**Directions for this task**
Count up the lines below in which the string "blue" appears. The reply should be that number alone.

-------

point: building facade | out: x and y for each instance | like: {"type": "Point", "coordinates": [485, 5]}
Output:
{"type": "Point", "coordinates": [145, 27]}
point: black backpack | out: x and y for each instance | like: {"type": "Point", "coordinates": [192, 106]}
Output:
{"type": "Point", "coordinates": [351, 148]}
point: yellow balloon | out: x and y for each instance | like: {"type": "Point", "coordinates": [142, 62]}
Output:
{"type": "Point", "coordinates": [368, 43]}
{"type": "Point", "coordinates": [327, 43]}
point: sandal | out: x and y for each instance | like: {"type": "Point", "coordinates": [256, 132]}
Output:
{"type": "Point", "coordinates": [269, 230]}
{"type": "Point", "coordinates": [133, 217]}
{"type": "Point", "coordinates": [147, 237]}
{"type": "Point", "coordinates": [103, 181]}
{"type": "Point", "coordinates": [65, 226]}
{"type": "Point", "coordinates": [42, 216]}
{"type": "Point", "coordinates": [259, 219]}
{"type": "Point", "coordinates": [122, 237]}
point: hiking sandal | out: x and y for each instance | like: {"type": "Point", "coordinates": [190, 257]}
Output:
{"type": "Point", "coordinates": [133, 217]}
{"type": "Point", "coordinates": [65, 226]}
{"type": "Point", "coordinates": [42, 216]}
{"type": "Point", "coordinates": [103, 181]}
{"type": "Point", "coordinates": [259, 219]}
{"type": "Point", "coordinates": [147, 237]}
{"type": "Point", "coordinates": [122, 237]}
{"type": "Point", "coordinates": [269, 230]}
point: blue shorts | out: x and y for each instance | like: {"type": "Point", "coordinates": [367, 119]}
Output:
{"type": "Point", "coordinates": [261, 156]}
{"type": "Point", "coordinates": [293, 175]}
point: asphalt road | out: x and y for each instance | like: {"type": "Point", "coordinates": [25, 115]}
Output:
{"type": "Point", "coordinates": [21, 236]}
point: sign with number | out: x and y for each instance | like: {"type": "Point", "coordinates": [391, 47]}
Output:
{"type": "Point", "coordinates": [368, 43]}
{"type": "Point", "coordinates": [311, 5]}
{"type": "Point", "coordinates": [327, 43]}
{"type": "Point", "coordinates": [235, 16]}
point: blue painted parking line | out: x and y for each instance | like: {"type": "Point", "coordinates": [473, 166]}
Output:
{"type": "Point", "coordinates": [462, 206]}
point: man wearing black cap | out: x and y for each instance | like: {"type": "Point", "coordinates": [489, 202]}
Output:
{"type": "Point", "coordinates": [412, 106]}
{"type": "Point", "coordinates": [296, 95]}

-------

**Problem solution**
2